WHAT NEEDS TO BE DONE:
Gather every line of the data that contains the string "sleeve". Case matters.

Raw data:

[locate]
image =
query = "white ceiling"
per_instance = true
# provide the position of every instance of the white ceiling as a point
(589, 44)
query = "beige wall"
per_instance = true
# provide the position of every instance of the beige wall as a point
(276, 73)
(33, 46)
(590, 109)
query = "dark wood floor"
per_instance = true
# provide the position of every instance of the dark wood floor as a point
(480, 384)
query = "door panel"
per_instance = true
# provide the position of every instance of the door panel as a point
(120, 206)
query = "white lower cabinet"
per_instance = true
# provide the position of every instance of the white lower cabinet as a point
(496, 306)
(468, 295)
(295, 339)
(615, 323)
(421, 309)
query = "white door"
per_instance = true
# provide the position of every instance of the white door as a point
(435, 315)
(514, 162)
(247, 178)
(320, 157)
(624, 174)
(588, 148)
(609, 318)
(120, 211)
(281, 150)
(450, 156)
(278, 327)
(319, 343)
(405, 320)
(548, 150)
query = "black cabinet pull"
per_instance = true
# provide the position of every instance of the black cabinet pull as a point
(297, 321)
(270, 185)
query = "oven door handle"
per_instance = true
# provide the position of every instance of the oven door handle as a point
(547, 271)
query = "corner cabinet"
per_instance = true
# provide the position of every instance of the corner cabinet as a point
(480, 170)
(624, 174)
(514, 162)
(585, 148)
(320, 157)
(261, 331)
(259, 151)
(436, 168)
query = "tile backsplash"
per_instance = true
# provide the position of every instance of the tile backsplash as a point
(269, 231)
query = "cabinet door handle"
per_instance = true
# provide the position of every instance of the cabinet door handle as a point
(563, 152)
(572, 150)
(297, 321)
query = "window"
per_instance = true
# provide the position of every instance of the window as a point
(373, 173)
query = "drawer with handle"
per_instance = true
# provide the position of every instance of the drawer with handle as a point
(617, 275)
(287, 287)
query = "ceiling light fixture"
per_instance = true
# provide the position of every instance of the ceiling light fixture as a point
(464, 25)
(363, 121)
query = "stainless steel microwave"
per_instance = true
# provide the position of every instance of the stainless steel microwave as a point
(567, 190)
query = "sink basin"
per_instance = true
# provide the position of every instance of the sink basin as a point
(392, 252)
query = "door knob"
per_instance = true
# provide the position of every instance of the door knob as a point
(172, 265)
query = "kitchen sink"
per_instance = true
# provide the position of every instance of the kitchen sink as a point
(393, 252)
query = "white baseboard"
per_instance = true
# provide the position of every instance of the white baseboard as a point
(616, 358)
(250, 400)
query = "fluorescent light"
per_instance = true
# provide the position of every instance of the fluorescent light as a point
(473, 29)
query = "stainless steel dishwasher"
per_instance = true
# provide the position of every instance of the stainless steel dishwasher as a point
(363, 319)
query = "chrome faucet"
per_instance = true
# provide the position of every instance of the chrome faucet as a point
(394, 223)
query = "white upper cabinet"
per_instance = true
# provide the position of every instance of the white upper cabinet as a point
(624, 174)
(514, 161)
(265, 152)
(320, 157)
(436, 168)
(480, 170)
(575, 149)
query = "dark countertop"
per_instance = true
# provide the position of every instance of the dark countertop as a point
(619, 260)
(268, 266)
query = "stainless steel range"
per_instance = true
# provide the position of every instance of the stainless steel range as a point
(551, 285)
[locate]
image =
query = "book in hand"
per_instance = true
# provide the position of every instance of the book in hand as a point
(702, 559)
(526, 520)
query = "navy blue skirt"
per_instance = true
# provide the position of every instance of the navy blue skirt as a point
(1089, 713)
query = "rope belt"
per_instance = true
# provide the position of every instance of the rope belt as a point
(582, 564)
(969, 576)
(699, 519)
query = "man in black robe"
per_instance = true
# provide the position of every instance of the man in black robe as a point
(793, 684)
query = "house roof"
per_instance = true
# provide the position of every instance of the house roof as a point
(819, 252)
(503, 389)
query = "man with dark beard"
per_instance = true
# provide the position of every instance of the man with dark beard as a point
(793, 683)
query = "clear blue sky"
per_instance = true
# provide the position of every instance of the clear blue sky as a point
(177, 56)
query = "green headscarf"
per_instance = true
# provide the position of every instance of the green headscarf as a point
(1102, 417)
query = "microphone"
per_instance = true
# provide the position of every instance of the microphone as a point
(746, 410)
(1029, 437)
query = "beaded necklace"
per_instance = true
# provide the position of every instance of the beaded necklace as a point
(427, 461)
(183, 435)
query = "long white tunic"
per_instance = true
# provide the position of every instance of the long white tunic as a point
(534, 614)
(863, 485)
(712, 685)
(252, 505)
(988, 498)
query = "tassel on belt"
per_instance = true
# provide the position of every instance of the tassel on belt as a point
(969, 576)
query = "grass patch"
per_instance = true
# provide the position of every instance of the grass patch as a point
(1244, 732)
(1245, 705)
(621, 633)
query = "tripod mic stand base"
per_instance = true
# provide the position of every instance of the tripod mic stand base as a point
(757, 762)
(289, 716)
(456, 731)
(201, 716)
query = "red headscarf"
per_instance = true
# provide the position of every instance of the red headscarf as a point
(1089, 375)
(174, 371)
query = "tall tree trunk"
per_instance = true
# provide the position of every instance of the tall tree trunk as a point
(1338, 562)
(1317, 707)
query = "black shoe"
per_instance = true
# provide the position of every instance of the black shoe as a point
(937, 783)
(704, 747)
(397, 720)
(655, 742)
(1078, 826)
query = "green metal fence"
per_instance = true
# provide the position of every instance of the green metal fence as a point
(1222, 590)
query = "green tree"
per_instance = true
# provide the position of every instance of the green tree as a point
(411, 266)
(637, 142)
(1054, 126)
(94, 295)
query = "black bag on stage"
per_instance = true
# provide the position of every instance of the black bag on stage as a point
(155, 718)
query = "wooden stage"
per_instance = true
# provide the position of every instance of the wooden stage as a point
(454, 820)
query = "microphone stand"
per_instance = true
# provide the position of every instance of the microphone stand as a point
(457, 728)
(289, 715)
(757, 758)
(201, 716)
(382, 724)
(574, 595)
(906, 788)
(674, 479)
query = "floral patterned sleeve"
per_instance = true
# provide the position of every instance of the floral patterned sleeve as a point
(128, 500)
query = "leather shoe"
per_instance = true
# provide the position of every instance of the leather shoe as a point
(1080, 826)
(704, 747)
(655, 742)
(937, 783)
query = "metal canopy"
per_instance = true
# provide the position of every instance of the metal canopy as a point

RESULT OF THIS EXERCISE:
query = "floral patterned sleeve"
# provide the position of every instance of the floral patterned sleeve as a point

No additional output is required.